PROMPT 1
Reproduce the nuclear Bill article from "BJP leader Jaswant" to "in their attack." word for word.
PROMPT 2
In the nuclear Bill article, how many amendments did the House adopt in the Civil Liability for the Nuclear Damages Bill, 2010?

With ‘intent’ clear, nuke Bill passed
New Delhi, August 25
In the process, it dropped the contentious words ‘and’ as well as ‘intent’ in clause 17(b) to ensure that the suppliers of nuclear material did not get away lightly in the event of a nuclear accident in India. In all, the House adopted 18 amendments in the Civil Liability for the Nuclear Damages Bill, 2010, while the amendment moved by the Left parties was negatived.
Midway through the four-hour debate, marked by a token opposition from the Left parties, Prime Minister Manmohan Singh “begged” for unanimity on the issue. In his impassioned appeal, the Prime Minister reiterated that the Bill was in India’s interests while vehemently denying that the government was being pressured by the US to pass it.
“I wish to state that this Bill will end the nuclear apartheid that the world imposed upon us after the 1998 nuclear test. To say that this is being brought under American pressure is far from truth,” he said, recalling how since 1992 the opposition had been charging him with serving American interests.
Singh drew attention to the demands of a resurgent India and stressed how nuclear energy could meet those demands. “With this very objective, my government decided to end this nuclear apartheid… I beg this House to pass this Bill with unanimity.”
Earlier, Union Minister of State for Science and Technology Prithviraj Chavan, who moved the Bill, reassured the Opposition that their concerns had been duly addressed and that the main purpose of this Bill was to ensure prompt payment of compensation to the victims of a nuclear accident, if any. He said, “We know how the victims of Bhopal gas tragedy had to run from pillar to post for 25 years. Therefore, we want to put a proper regime in order.”
Disarming the opposition, the Minister announced in his introductory speech how the government was going to bring an amendment to clause 17 (b) as demanded by the Opposition while admitting that “Left parties still had some reservations”.
Notwithstanding these assurances, the Opposition did not flinch from attacking the government for “hustling” this Bill through under pressure from the US and offering it as a gift to US President Barack Obama when he comes visiting India in November.
BJP leader Jaswant Singh, making his maiden speech from the BJP benches after rejoining his old party, said the genesis of the Bill lies in the 2005 Indo-US nuclear agreement. “There is some hesitation to accept the parentage of the Bill,” he said.
But for all the accusations against the government, the BJP seemed to have already come around. Other parties, too, were mild in their attack.

MATERIAL SHOWN
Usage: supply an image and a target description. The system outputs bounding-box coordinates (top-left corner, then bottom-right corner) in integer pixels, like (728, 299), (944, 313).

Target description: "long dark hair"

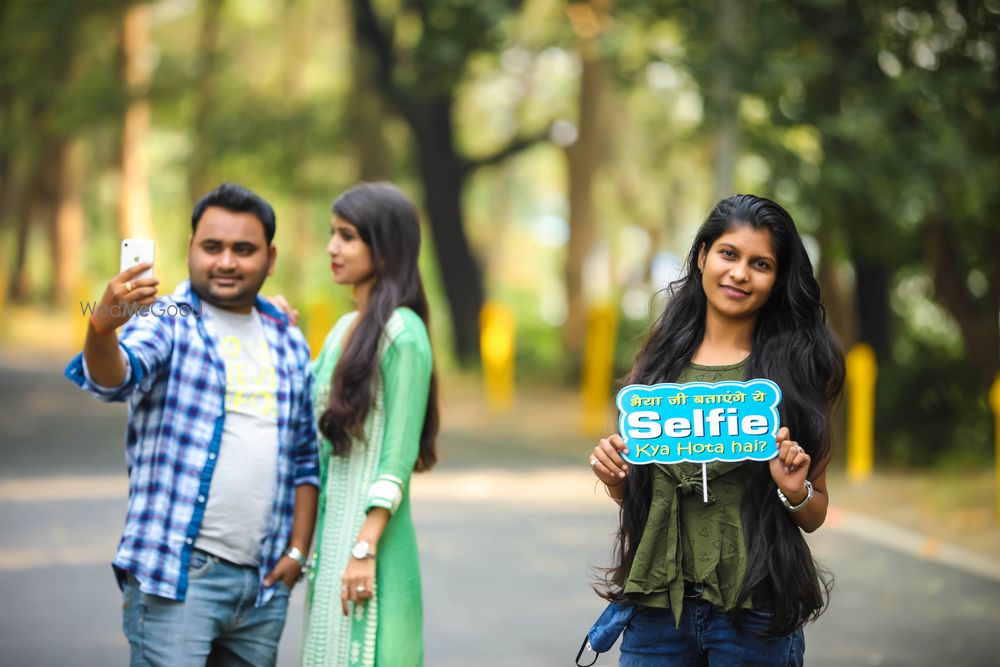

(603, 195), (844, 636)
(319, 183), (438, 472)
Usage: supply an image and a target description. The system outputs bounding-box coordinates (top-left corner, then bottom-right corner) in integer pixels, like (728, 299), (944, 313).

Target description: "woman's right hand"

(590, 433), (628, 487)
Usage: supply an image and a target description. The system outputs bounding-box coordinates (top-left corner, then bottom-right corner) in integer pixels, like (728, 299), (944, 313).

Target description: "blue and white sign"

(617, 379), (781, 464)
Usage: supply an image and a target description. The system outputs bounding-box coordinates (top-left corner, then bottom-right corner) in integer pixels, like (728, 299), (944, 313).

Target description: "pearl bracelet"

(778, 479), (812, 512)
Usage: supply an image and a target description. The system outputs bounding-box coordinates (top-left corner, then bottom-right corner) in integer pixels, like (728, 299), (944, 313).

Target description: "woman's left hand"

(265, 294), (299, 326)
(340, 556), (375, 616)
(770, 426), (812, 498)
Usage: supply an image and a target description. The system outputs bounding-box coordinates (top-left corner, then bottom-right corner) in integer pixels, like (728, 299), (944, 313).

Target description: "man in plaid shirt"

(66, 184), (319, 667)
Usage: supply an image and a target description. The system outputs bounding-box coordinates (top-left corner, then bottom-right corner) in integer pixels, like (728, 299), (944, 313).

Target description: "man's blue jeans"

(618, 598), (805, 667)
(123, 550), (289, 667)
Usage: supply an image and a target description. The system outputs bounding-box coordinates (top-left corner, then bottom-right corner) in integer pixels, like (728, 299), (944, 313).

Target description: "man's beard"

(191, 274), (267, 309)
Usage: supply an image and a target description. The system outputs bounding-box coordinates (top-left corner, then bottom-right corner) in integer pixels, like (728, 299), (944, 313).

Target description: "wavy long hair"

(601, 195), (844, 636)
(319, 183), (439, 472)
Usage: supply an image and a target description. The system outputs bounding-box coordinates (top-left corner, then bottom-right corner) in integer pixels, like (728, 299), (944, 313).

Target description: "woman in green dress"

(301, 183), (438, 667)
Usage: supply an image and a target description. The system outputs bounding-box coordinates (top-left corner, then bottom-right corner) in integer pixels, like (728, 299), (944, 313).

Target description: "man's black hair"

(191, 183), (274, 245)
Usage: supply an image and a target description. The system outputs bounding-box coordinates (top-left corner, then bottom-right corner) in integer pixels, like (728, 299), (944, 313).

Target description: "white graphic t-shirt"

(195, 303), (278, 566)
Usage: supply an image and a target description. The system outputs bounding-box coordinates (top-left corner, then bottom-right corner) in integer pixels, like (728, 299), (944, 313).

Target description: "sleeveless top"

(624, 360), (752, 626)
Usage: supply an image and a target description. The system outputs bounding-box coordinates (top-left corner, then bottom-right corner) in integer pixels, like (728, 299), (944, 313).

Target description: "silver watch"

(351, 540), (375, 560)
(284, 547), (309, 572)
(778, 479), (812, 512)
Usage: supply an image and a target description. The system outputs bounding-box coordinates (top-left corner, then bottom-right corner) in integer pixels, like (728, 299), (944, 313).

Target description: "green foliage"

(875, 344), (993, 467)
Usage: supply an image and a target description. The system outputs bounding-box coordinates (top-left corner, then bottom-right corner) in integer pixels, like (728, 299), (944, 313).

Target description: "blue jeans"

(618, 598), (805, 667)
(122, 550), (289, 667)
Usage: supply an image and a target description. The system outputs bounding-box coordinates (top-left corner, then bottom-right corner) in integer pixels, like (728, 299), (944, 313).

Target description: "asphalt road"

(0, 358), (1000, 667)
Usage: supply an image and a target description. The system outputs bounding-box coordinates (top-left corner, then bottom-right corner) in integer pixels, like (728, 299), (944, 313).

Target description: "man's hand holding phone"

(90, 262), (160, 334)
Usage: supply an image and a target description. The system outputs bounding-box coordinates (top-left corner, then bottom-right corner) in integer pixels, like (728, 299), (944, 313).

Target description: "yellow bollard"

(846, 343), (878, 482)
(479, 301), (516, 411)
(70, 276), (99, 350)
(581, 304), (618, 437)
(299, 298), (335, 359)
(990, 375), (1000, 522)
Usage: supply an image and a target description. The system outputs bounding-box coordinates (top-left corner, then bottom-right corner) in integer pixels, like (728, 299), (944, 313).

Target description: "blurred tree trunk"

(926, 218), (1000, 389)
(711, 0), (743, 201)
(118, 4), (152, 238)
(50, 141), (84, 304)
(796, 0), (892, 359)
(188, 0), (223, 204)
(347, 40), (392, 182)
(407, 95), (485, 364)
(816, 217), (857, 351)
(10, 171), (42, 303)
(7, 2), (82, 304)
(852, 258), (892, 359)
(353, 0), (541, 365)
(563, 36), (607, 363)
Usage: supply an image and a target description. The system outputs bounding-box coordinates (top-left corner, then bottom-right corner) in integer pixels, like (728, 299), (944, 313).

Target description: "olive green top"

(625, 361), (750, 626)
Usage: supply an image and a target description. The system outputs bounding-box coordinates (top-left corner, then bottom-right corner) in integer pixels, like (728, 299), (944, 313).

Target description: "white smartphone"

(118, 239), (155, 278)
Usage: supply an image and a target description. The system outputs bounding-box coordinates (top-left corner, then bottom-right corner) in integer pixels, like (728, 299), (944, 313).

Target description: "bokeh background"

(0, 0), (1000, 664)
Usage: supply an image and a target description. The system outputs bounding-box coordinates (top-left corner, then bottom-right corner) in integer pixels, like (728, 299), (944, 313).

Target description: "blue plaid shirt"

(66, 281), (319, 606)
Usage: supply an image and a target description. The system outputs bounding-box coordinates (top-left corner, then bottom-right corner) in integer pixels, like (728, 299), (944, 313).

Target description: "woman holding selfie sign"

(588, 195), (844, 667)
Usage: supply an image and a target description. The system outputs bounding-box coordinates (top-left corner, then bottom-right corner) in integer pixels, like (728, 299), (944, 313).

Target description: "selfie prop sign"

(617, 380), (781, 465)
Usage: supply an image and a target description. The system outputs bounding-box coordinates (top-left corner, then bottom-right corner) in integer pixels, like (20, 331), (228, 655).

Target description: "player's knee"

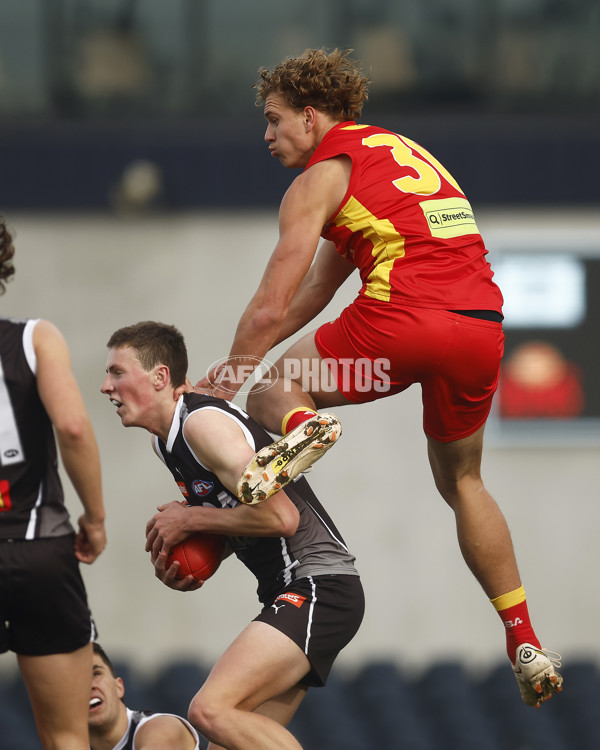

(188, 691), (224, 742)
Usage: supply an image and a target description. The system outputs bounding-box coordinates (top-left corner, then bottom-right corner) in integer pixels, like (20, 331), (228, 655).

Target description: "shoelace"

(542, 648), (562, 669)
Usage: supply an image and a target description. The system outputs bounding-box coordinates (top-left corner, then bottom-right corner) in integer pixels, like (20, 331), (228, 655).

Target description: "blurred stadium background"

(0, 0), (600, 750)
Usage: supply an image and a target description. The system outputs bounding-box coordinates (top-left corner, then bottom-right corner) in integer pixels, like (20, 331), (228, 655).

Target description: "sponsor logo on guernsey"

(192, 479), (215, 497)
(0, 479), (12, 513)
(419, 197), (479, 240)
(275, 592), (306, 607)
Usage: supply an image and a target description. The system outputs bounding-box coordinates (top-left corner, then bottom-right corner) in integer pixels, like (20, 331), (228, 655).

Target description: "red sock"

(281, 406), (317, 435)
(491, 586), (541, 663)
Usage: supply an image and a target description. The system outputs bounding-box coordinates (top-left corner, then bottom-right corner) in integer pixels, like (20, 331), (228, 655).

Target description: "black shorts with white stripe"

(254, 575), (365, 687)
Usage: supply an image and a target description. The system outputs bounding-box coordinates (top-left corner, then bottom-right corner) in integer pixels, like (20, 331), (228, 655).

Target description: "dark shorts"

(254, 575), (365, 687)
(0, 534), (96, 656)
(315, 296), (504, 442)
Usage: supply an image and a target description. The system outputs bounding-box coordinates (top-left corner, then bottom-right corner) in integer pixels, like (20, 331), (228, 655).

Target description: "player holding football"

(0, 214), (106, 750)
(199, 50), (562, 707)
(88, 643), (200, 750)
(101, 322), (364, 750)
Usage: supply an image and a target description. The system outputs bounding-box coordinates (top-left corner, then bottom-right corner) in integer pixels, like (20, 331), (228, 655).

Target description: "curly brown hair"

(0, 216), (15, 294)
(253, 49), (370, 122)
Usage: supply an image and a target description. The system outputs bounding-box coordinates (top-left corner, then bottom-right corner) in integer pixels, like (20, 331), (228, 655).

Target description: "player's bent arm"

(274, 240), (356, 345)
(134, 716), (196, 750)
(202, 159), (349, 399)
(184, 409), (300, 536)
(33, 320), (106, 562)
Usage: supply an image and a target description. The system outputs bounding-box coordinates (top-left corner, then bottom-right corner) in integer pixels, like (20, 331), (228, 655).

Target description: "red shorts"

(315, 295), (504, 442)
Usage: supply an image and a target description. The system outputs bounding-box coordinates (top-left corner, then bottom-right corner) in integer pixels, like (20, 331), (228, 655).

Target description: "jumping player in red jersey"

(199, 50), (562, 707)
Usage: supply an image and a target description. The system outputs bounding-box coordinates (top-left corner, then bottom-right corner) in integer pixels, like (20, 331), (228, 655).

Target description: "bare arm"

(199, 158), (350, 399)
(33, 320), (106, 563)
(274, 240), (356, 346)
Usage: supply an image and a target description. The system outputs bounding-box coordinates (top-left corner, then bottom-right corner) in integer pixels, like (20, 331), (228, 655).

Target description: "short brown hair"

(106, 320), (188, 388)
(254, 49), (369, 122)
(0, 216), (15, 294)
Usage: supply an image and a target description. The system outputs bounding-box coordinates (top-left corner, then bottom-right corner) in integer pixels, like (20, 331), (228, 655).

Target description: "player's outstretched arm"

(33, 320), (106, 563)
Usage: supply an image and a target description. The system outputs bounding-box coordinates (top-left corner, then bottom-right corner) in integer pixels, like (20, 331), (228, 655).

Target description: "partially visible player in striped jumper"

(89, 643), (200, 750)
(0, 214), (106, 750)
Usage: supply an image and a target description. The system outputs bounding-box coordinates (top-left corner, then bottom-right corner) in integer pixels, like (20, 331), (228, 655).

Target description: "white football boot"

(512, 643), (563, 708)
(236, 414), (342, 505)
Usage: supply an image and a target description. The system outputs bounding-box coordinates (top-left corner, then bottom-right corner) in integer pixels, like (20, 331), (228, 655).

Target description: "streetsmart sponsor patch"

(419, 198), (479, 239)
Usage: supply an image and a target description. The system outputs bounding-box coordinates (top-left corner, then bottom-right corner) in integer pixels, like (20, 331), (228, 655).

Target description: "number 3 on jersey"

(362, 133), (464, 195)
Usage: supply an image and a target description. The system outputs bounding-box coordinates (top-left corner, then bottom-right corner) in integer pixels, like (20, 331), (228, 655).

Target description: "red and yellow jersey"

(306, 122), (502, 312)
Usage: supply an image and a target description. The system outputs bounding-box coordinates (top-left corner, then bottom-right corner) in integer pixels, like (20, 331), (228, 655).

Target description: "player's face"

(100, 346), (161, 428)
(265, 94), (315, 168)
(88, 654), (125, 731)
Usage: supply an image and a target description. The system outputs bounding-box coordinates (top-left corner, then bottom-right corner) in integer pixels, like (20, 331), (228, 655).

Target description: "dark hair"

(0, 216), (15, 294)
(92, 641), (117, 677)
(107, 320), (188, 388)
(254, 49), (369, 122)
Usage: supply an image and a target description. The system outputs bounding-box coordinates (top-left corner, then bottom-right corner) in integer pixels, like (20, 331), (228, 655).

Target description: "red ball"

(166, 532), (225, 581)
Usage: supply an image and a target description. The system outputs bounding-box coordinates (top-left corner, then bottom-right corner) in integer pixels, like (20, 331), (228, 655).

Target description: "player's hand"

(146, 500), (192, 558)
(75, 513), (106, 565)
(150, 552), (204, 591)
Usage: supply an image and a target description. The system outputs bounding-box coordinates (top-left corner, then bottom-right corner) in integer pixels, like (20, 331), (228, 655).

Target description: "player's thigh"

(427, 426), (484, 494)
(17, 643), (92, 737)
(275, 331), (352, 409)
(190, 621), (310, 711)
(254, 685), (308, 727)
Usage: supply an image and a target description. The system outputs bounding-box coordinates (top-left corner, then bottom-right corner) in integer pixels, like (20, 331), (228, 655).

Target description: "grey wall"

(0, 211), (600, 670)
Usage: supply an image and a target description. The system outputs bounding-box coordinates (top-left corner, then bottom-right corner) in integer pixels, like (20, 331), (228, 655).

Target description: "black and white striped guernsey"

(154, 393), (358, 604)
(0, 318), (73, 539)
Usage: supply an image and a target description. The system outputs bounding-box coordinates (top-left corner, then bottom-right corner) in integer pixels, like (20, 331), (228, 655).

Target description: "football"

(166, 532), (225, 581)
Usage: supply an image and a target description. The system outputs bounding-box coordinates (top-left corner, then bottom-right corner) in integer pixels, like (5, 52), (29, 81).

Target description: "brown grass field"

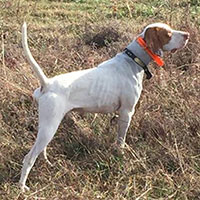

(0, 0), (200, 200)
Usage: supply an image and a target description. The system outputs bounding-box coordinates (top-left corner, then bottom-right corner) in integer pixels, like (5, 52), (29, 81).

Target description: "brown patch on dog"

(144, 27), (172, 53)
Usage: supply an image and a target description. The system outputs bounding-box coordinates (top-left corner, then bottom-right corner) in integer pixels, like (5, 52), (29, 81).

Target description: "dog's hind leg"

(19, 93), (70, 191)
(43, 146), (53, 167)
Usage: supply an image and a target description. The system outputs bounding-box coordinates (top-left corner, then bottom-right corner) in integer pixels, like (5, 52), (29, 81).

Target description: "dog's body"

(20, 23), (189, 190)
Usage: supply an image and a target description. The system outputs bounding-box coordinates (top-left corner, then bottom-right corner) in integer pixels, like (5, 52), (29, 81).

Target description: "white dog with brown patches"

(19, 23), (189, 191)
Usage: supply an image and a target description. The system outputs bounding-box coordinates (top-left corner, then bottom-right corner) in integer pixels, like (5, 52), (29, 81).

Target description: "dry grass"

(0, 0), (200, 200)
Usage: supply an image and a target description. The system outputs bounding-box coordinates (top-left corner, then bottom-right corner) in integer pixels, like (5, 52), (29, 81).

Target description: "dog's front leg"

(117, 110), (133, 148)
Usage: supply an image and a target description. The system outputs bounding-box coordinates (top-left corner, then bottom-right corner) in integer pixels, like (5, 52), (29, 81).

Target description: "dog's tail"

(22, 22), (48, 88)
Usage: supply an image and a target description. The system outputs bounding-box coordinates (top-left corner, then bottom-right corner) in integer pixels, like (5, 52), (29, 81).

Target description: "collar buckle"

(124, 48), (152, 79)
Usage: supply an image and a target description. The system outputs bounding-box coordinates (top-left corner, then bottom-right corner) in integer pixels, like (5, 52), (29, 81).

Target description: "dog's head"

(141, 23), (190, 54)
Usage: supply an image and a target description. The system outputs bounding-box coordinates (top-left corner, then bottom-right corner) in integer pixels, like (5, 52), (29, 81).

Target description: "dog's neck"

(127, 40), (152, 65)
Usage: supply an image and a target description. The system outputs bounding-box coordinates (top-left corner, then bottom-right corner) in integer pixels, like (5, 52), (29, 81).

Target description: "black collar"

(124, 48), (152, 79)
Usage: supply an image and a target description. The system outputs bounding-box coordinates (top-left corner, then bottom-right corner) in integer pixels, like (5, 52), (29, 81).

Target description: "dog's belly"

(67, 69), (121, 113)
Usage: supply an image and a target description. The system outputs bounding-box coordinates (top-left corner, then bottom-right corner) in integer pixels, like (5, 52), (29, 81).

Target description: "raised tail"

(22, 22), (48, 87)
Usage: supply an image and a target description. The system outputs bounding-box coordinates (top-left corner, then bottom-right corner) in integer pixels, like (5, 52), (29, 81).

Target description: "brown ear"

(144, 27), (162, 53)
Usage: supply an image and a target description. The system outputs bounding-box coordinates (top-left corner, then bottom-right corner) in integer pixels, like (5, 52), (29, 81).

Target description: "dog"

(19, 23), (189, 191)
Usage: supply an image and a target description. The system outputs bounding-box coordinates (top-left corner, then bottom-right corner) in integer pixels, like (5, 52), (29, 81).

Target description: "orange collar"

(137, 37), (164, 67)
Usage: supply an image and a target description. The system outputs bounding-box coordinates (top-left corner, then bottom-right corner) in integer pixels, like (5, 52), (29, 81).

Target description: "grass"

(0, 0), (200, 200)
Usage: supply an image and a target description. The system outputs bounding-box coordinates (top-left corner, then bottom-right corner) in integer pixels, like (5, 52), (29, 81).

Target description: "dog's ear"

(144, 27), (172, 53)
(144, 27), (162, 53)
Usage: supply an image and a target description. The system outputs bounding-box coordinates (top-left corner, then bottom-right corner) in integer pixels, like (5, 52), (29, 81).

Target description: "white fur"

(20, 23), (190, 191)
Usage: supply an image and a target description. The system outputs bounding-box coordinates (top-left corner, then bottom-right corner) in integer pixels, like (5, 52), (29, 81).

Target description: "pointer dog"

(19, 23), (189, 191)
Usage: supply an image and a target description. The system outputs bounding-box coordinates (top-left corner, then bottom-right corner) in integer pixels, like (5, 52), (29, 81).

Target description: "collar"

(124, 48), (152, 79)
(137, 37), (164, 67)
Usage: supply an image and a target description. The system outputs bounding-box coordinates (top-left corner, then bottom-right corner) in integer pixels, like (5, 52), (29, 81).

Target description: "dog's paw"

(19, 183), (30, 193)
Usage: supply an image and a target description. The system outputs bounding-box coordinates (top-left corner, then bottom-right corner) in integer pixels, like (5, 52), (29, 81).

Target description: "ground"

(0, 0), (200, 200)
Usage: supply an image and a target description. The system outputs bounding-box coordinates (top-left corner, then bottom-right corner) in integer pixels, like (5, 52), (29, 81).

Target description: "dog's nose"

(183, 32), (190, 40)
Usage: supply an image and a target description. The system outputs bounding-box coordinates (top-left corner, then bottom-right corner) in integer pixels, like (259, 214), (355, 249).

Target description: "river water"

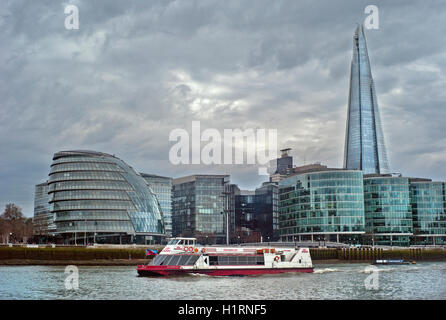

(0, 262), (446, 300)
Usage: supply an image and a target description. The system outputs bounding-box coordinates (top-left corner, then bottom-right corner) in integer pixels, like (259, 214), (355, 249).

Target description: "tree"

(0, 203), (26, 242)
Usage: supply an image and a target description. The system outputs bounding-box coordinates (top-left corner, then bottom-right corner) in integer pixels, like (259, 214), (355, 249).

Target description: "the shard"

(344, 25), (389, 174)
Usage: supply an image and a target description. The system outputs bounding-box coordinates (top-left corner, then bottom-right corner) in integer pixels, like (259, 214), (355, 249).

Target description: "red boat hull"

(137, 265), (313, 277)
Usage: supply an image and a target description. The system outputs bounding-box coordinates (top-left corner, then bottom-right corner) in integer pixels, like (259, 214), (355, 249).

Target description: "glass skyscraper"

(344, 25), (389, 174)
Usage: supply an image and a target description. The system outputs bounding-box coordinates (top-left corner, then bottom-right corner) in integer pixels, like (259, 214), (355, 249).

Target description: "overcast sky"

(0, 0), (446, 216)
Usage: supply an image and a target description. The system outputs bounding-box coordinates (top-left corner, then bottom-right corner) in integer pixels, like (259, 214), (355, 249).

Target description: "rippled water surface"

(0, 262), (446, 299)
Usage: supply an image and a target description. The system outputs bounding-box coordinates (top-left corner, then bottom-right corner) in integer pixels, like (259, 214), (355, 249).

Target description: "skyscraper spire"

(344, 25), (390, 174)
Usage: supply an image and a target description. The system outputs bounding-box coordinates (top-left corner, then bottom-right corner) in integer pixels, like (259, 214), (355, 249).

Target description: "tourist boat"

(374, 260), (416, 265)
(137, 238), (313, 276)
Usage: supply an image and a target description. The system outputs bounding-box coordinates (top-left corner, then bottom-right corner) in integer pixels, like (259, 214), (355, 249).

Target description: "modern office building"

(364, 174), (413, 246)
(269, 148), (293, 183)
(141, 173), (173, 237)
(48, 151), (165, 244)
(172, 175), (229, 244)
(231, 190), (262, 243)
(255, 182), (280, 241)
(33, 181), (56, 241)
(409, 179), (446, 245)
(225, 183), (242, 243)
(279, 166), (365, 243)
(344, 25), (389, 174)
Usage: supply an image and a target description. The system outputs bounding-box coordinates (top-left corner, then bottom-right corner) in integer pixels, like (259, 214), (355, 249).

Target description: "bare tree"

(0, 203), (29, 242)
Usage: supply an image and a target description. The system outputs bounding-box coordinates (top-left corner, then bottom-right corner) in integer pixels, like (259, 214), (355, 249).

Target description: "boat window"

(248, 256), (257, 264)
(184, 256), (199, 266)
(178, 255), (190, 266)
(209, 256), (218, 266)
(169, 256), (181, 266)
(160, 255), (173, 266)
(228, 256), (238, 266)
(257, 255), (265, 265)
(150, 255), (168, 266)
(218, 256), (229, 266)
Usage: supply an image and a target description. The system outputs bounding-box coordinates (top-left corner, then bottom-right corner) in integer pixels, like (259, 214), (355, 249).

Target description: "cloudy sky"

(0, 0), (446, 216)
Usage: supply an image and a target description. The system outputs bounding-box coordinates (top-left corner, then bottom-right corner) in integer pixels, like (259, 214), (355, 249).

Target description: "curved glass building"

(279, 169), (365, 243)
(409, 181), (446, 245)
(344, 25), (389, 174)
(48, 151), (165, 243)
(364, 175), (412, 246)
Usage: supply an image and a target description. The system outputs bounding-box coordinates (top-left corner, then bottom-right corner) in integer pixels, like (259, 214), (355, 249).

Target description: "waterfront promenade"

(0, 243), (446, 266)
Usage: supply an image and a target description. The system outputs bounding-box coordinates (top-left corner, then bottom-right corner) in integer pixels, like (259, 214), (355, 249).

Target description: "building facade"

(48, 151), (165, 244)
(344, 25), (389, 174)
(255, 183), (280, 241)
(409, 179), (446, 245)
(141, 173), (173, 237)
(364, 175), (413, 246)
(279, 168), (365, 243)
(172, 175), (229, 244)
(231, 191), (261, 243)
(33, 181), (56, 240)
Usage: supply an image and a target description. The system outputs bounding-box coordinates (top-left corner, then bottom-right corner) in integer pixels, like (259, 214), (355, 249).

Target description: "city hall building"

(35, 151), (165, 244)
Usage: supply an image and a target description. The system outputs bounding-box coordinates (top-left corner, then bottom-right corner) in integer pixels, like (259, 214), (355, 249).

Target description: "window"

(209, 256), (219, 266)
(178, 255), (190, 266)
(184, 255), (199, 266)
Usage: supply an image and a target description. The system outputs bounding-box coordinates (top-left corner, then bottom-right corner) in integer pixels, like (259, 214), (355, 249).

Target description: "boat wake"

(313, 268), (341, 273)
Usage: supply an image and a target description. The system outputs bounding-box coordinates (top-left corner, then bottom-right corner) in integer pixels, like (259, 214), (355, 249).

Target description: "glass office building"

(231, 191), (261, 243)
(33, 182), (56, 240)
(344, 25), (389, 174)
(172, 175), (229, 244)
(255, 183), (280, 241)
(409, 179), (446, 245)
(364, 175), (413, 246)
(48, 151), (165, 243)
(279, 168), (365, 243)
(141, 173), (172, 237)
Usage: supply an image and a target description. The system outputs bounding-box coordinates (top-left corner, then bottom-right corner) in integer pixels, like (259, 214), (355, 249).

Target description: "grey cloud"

EXERCISE OUTPUT 1
BJP leader Jaswant Singh, making his maiden speech from the BJP benches after rejoining his old party, said the genesis of the Bill lies in the 2005 Indo-US nuclear agreement. “There is some hesitation to accept the parentage of the Bill,” he said.
But for all the accusations against the government, the BJP seemed to have already come around. Other parties, too, were mild in their attack.

EXERCISE OUTPUT 2
18 amendments.